PROVIDED DATA |
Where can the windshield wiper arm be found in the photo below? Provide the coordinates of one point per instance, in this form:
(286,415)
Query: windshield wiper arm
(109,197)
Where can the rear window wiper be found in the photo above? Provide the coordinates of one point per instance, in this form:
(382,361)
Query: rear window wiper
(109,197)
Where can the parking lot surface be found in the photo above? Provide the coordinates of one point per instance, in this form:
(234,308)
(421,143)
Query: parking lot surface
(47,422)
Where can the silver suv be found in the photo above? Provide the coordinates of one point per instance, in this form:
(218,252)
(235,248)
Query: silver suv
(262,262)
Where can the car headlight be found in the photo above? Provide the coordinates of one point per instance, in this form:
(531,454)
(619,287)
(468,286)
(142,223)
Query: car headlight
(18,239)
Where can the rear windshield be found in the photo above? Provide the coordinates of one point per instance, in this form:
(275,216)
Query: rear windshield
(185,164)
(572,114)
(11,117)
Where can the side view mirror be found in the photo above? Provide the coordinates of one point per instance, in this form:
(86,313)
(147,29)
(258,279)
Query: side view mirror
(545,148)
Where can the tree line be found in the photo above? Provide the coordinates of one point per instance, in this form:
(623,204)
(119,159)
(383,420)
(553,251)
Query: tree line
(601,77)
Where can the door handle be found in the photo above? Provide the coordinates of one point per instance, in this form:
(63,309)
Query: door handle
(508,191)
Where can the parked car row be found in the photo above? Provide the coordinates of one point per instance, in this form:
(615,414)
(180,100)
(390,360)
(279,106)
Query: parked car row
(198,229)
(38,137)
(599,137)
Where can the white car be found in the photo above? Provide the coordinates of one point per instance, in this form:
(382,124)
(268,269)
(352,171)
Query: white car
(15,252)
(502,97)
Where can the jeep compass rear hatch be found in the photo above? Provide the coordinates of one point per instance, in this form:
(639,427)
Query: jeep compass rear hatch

WHAT NEEDS TO BE DONE |
Without leaving anything out, give the entries again exactly.

ANSWER |
Where can the windshield wiper arm be found in the photo below? Provide the coordinates of one point per instance, in this form:
(286,415)
Query: windshield wiper arm
(109,197)
Where can the rear window wiper be found in the photo above? Provide the coordinates of one point per instance, in this form:
(382,361)
Query: rear window wiper
(109,197)
Where can the parking lot surface be found in the photo above? Provide the coordinates of one point per instance, in this form:
(234,308)
(421,143)
Query: parking lot surface
(47,422)
Where can the silver suv be found in the photo above? Provide the coordinates of one point per instance, in this form:
(218,252)
(235,248)
Query: silver suv
(262,262)
Where can the car headlight be found in the photo above? Provide the coordinates of one point per instance, in this form:
(531,454)
(619,287)
(468,286)
(142,223)
Query: car headlight
(18,239)
Where can the rear windshield be found in the photo above? Provide the coordinates of one point per instance, in this form:
(275,216)
Query: rear windshield
(185,164)
(572,114)
(11,117)
Where can the side view mirror be found in the photo above? Provide the coordinates of one point per instance, in this form:
(86,313)
(147,29)
(258,279)
Query: side view mirror
(545,148)
Where can the tree line be found in the photo above? Provide the coordinates of one point per instance, in this form:
(623,204)
(119,159)
(383,420)
(553,251)
Query: tree line
(601,77)
Where can the door handle be found in the photo above? Provide the coordinates of one point per instance, in this form:
(63,309)
Query: door handle
(508,191)
Where can the parked car row be found in the photo above? Provide the coordinates of one point per instance, in this form:
(615,414)
(180,100)
(390,360)
(279,106)
Query: parked car row
(198,229)
(38,137)
(599,137)
Where can the white car be found in the photo above? Provide the coordinates of one point per instance, in this form:
(382,124)
(268,269)
(352,171)
Query: white car
(15,252)
(502,97)
Where can the jeep compass rear hatch be found in the photo above? Provide the coordinates of one point per instance, in this form:
(639,427)
Query: jeep compass rear hatch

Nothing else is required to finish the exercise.